### Text provided
GROSS: What's the difference?

J. COEN: You know, if you're shooting on film, there's something that happens between when you're actually recording the information on the set and when you see it for the first time. It goes to a lab. It's - you know, it's emulsion - light exposing an emulsion that gets developed, goes to a lab, gets printed, comes back usually the next day or a couple of days later. And in between that, when you finally see it, it reveals something. None of that happens digitally.

You look at a monitor. And you see pretty much exactly what you're, you know, going to get. In fact, watching dailies almost become superfluous. So watching dailies in the old days, if you're shooting on film, used to be a sort of communal thing where at the end of the day or sometimes during lunch, everyone would get together. You would go into a theater, and you would watch the results of the previous day's work with the whole crew or much of the crew. Shooting digitally, you almost stop watching dailies entirely.

GROSS: I've always wondered, though, how directors feel confident that they have a good shot and a good tape when they actually haven't seen the film itself.

(Location identification entries)
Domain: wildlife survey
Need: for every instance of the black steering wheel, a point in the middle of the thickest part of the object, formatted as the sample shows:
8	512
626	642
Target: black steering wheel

### Things to do
1) The interview excerpt describes what happens to exposed film emulsion before it can be viewed. List each stage it names in that process, in order.
2) Write out the passage of the interview excerpt starting with "GROSS: I've always" and going on through "the film itself.".

### Answers for the exercise
1)
1. Gets developed
2. Goes to a lab
3. Gets printed
4. Comes back, usually the next day or a couple of days later

2)
GROSS: I've always wondered, though, how directors feel confident that they have a good shot and a good tape when they actually haven't seen the film itself.